- **What to work on**: Write what comes next in the oral argument transcript about an anonymous tip and a possible bomb, starting after its final sentence.

- **Document section**:
★ ★ ★ ★
What is your answer?

Harvey J. Sepler:

–Well, my answer, Your Honor–

–the answer as well as the question.

Harvey J. Sepler:

–Yes, thank you, Your Honor.

My answer is is that in very limited circumstances, where there is an actual and immediate danger, and where the danger is so extreme that it constitutes an extreme public emergency, in those situations I would suggest that in those situations reasonable suspicion might bend, but those are in a very, very limited and narrow set of circumstances.

Antonin Scalia:

And the same for probable cause.

I mean, suppose they say the bomb is… it’s a big bomb, and it’s in his locker, it’s not on his person, so even if you did a stop-and-frisk you wouldn’t discover it, but they say, this guy has an enormous bomb.

It’s in the school building in his locker.

Now, could you go… a stop-and-frisk won’t disclose it.

Do you have probable cause, on the basis of this anonymous tip, to go and conduct a search and seizure of a locker?

Harvey J. Sepler:

I believe you do not, and here is why.

Here is the analysis at least that seems to be at least most comfortable to me, and I would… in preparing for the bomb question, because it is a very obvious question one might answer.
★ ★ ★ ★
- **Input data**:
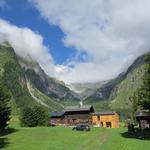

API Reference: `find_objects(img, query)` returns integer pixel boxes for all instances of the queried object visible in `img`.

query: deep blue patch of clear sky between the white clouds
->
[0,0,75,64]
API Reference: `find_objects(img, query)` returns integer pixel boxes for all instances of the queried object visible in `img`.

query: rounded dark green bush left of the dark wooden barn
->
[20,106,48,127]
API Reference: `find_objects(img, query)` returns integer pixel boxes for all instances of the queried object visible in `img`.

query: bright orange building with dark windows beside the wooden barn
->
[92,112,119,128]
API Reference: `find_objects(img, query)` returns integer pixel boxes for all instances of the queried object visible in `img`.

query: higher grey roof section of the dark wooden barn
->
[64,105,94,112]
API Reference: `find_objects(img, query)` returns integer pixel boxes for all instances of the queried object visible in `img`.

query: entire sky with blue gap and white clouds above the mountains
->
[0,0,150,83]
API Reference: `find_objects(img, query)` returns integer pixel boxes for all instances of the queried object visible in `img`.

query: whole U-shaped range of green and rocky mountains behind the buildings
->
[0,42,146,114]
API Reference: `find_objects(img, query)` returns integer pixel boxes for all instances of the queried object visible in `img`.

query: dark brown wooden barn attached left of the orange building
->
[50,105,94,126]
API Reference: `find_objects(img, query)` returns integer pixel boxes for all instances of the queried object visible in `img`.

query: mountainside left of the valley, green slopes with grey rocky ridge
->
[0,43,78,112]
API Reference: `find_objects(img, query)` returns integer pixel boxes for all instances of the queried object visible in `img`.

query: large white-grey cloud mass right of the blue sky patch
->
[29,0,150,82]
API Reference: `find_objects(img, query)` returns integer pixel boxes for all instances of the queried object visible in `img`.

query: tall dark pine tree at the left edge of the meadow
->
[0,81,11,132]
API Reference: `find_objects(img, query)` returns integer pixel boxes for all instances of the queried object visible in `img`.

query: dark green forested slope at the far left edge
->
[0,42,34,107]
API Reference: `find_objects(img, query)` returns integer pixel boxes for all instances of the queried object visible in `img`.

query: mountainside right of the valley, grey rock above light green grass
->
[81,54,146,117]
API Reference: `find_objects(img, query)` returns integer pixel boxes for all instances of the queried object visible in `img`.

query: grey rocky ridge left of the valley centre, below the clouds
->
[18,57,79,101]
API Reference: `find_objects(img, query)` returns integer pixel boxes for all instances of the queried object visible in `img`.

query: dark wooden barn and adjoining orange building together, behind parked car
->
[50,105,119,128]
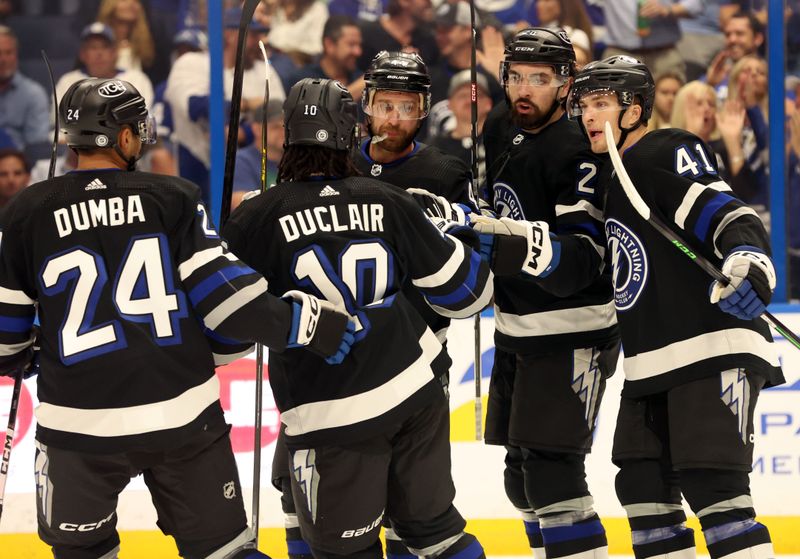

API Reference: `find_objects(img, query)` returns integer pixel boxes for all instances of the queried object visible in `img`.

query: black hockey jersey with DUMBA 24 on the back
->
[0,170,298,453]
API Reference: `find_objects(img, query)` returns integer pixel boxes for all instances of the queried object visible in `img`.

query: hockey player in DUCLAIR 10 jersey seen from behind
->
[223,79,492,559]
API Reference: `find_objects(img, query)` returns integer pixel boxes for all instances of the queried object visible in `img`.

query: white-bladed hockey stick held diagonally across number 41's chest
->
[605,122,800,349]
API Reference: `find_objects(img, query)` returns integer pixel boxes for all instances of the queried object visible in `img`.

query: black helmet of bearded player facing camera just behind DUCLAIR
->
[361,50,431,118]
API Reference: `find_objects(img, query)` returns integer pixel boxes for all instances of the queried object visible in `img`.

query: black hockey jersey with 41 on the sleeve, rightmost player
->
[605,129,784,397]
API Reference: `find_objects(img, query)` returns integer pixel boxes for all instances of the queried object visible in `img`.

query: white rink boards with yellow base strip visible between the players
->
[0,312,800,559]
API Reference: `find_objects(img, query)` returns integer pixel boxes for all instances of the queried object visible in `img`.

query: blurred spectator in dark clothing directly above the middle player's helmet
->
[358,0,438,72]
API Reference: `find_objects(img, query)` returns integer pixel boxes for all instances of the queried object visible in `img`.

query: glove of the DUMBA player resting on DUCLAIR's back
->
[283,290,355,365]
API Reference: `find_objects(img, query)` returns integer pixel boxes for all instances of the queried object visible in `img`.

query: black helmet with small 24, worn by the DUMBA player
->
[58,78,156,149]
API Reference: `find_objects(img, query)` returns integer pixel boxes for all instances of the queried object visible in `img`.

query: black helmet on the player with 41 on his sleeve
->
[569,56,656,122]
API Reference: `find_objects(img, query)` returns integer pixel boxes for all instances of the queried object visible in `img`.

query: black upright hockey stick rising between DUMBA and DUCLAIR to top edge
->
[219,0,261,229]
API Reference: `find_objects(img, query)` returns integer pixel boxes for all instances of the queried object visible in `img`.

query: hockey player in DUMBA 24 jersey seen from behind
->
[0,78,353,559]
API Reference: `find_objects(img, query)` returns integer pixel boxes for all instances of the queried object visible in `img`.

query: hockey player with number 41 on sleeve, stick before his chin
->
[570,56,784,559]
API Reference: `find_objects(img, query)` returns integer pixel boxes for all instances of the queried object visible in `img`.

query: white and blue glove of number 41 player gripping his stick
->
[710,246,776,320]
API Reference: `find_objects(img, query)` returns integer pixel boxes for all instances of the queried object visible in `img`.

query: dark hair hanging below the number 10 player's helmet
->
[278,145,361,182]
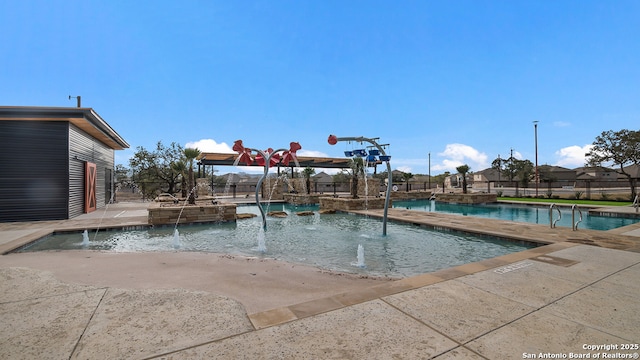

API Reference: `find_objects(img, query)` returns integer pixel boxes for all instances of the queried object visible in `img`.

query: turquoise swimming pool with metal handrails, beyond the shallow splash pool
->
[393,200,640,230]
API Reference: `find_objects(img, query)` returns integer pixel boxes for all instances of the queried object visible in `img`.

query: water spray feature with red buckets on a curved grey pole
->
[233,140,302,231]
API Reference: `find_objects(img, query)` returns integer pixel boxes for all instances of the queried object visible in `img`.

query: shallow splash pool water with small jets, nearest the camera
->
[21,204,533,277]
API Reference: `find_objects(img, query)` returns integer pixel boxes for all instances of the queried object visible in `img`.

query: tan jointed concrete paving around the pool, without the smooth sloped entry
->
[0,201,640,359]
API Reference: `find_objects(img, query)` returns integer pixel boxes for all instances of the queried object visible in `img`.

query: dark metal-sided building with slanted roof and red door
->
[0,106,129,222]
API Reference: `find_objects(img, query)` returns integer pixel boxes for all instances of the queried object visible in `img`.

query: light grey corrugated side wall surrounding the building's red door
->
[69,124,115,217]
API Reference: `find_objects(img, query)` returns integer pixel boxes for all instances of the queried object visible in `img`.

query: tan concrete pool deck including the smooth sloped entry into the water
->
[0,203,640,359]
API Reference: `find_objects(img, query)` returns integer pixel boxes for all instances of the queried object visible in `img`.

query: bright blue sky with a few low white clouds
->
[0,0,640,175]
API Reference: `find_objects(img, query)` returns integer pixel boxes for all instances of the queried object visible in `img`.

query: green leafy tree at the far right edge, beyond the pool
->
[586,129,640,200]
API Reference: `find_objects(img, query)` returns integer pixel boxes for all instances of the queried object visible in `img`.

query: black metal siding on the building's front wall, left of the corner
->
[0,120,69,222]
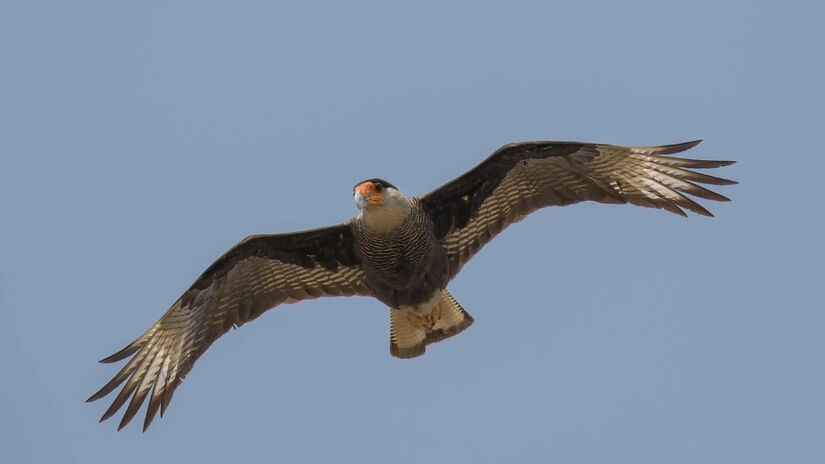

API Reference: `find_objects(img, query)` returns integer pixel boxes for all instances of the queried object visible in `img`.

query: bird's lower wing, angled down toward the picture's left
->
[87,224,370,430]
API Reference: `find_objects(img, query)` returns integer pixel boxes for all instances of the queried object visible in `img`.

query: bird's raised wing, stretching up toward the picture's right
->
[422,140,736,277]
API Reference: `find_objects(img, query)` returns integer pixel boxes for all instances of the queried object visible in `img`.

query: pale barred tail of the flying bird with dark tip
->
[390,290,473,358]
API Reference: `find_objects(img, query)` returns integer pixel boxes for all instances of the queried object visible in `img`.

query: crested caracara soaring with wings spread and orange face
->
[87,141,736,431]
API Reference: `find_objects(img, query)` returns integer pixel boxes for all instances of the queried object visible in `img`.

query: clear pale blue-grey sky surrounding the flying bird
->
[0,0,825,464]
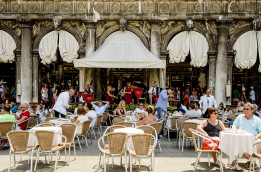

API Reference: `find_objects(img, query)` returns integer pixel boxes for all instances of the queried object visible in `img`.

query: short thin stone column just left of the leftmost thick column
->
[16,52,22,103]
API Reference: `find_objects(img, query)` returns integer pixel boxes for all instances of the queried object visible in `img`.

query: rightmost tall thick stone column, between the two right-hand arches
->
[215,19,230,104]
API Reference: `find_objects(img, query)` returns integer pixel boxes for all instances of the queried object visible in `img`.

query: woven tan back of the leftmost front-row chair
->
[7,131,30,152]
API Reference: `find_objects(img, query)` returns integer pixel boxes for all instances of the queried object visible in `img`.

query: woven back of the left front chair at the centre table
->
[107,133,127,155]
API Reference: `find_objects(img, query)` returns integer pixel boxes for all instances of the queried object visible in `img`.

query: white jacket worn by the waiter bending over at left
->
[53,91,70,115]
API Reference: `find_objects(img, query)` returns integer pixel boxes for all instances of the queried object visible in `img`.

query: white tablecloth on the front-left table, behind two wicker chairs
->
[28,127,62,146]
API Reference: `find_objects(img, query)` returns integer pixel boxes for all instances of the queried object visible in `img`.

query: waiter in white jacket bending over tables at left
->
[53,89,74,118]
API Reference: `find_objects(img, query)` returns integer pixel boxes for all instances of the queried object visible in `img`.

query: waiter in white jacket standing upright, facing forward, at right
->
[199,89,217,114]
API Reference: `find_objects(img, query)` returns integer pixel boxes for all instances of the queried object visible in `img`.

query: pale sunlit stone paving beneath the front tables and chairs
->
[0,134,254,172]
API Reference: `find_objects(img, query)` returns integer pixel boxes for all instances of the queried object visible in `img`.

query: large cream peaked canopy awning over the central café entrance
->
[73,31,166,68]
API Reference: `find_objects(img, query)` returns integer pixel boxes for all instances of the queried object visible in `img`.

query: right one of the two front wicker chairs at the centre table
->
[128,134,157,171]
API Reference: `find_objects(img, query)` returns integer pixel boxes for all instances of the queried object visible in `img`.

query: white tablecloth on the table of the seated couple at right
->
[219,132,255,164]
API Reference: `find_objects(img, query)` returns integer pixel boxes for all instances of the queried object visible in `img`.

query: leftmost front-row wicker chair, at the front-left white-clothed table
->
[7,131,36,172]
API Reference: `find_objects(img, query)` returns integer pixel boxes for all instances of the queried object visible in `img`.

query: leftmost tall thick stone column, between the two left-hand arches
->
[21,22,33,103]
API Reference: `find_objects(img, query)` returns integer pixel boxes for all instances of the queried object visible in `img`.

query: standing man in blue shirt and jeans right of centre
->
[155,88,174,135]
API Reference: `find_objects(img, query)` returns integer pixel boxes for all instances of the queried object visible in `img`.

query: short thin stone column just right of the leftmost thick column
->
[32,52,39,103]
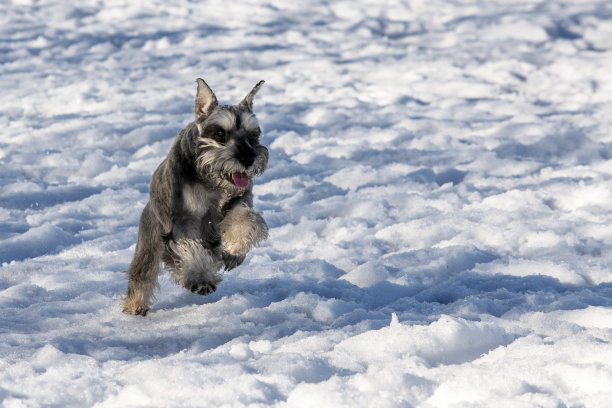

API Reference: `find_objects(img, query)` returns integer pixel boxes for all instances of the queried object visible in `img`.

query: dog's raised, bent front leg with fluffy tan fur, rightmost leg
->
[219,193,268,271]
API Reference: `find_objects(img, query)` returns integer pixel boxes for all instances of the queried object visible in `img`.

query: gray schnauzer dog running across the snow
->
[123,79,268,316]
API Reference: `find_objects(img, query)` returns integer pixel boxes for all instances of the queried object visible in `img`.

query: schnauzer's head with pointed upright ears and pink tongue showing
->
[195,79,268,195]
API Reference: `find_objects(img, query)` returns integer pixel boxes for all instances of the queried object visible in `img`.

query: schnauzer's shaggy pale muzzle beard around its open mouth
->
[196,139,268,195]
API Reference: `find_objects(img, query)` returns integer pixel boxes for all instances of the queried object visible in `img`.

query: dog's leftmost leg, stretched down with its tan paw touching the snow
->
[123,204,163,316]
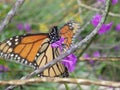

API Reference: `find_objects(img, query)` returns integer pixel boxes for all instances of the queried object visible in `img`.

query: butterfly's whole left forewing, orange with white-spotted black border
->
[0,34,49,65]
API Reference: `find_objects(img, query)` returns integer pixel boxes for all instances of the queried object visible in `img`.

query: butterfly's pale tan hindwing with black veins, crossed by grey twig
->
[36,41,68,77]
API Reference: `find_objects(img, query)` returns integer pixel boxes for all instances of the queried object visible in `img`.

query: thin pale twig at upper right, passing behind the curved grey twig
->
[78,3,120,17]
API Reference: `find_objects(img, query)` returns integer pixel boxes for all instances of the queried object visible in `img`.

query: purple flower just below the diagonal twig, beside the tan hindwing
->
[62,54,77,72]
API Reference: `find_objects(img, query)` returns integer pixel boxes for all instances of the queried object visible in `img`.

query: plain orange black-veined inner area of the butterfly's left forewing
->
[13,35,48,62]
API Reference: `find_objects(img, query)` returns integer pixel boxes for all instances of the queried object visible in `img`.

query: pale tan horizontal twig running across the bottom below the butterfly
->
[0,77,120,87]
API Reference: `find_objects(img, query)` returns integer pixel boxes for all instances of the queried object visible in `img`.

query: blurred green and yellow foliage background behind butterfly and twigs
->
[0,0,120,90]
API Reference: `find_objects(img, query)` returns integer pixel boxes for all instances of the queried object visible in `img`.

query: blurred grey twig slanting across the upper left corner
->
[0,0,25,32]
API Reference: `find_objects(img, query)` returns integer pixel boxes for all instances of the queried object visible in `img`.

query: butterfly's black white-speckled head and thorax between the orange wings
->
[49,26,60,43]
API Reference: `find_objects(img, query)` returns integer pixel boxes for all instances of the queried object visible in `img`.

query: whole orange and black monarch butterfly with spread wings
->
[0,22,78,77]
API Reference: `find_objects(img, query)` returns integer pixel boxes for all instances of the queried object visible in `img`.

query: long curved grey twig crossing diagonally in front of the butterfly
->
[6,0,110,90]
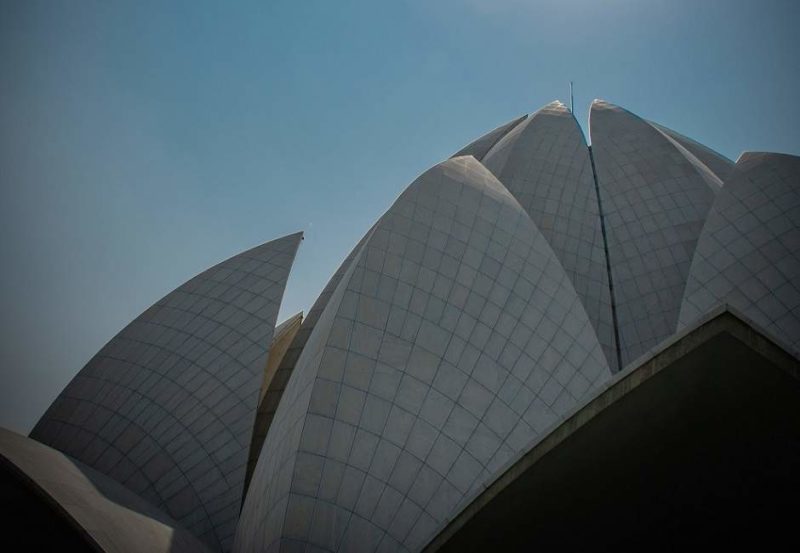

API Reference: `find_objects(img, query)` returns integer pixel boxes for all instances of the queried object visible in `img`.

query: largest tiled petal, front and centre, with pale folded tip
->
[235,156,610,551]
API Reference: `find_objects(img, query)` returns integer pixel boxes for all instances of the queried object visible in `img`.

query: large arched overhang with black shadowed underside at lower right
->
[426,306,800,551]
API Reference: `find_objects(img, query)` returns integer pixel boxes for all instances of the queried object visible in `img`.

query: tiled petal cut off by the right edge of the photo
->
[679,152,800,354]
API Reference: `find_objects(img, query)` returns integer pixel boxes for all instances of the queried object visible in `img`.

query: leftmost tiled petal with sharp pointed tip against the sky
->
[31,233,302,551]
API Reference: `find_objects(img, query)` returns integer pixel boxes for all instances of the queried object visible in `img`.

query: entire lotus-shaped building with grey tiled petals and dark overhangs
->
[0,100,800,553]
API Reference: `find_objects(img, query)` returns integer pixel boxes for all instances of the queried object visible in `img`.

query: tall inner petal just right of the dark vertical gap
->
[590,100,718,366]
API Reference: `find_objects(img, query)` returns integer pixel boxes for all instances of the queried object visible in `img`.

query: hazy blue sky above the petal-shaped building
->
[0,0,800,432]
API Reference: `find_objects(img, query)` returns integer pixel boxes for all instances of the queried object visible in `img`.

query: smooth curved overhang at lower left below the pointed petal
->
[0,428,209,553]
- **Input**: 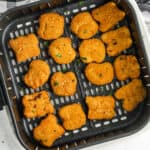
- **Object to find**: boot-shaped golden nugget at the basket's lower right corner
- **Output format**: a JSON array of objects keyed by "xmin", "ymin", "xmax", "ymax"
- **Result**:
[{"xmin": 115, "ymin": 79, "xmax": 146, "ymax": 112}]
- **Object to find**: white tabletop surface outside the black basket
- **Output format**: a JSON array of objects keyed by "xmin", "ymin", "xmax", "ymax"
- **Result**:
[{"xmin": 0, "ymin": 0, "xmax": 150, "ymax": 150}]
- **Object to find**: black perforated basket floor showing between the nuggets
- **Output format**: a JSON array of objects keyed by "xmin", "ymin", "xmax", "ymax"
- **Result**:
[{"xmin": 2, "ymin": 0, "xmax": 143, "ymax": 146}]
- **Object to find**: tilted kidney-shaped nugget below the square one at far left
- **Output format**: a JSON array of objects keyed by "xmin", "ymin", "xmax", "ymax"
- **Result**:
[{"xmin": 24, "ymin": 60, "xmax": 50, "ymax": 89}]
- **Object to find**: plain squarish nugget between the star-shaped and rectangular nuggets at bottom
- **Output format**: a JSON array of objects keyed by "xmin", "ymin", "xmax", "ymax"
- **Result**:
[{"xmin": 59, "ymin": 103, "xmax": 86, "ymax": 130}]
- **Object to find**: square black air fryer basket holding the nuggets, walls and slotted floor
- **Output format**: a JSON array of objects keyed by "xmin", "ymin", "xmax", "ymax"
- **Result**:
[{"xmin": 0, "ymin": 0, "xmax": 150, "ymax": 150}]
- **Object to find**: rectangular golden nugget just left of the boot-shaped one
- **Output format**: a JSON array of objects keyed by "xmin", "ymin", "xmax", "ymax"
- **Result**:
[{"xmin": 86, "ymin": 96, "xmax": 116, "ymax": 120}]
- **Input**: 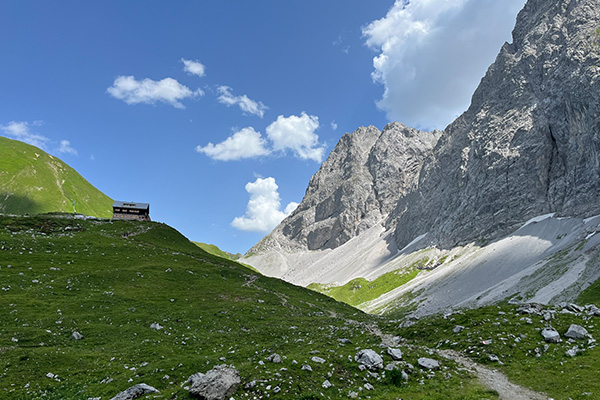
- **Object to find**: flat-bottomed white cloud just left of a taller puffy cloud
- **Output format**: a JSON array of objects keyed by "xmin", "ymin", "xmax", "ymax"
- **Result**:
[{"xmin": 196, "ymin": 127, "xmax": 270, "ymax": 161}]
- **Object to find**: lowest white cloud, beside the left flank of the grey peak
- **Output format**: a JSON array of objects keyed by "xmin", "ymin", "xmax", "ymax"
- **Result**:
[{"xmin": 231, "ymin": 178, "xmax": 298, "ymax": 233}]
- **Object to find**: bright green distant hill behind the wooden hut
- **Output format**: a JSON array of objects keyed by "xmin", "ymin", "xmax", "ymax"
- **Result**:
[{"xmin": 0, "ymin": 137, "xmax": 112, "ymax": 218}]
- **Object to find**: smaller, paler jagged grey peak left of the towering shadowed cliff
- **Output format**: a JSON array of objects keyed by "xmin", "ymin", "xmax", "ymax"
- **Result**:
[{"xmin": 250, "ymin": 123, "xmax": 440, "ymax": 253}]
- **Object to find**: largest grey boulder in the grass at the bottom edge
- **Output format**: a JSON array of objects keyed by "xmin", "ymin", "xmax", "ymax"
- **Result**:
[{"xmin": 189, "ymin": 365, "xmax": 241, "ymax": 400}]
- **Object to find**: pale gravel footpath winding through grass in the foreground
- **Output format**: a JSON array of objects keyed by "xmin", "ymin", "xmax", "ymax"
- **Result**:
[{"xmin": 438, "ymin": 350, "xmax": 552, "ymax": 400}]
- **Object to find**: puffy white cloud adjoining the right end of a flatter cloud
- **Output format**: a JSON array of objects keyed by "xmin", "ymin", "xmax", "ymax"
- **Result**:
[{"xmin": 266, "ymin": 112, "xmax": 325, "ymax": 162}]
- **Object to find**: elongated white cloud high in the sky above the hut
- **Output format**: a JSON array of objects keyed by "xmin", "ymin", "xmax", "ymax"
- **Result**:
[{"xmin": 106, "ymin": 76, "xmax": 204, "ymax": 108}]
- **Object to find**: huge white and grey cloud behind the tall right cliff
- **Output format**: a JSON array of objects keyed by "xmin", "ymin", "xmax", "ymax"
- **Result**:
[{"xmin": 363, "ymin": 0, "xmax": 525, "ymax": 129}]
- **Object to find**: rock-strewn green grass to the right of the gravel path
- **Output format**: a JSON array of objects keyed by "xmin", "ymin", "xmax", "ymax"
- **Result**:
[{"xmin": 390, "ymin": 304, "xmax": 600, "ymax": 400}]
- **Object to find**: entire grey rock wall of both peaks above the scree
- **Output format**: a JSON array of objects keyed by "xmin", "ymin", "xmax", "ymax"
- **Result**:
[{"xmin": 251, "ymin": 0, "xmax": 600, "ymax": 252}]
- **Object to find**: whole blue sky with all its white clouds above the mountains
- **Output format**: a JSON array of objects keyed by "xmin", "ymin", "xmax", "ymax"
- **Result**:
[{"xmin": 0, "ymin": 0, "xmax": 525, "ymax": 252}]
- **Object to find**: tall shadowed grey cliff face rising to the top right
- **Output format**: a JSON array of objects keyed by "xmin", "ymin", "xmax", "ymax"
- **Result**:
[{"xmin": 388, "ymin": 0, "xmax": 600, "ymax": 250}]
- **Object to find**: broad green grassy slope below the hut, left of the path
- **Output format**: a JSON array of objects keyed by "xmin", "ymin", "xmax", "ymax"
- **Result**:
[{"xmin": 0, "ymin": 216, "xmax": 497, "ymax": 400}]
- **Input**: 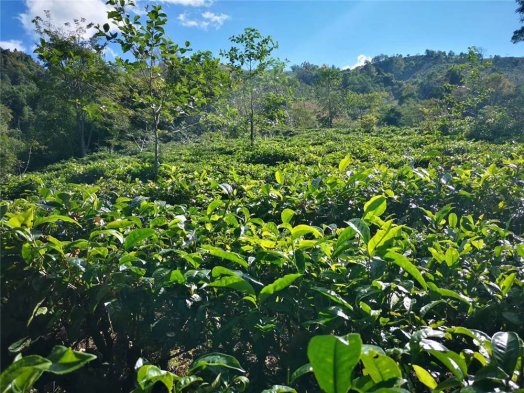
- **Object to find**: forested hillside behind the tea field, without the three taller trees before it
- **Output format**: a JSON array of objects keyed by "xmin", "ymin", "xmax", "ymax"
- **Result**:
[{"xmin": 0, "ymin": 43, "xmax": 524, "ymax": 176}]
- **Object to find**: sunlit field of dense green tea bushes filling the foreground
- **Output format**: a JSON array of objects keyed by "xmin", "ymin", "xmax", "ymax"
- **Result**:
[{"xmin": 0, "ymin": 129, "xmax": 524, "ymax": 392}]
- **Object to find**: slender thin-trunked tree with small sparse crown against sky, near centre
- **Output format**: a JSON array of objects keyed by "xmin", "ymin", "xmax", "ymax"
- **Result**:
★ ★ ★ ★
- **Task output**:
I might say that first of all, if the tip were based… I’m sorry, if the belief of a bomb is based on a tip, my first… the first thing that an officer needs to do is, is this a reliable tip?

Harvey J. Sepler:

Does it meet all the other requirements?

Sandra Day O’Connor:

Our assumption is, it’s anonymous.

Harvey J. Sepler:

All right.

Sandra Day O’Connor:

If it’s–

We don’t know if it’s reliable.

It came out of the blue.

It’s a phone call.

That’s the tip.

Harvey J. Sepler:

–Yes, Your Honor.

Sandra Day O’Connor:

You don’t know anything else.

Harvey J. Sepler:

Yes, Your Honor.

If it is a reliable… if it is not… if it’s an anonymous tip, then the next thing that I believe a police officer ought to do is, is there any kind of independent police work that I can do to either corroborate what I’ve heard in this tip, or find something other than that that’s suspicious?

If there’s not any other corroborating information that I can… I need to make an on-the-spot determination whether this is an actual and immediate threat.

There are a lot of bomb tips that come into police stations.

Police have… they do need to make distinctions, discriminations as to which tips present an actual and immediate one, versus where is there a potential–

David H. Souter:

Well, I think we can follow this–

Sandra Day O’Connor:

–How can you know?

How can you possibly make that assessment as a police officer when you’re in a place like a school or a public building with many people, potentially in great danger?

How do you make that assessment?

Harvey J. Sepler:

–I think under a totality of circumstances approach.

It’s what’s in the tip.

If the tip were that there’s a bomb here and it’s going to go off at some time before 12:00, well, then there’s an opportunity to make this investigation.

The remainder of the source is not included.